- _Work to be completed_
Write out every line of the rows below word for word, leaving out the pictures.

- _Listed records_
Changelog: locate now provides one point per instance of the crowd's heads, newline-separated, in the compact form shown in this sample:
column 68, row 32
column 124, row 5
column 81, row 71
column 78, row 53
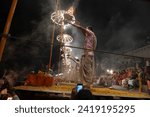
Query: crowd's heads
column 84, row 94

- _Complete response_
Changelog: locate now provides one point per instance of the crowd's heads, newline-separated, in the compact form shown in this sample:
column 68, row 32
column 124, row 5
column 81, row 71
column 78, row 53
Query: crowd's heads
column 84, row 94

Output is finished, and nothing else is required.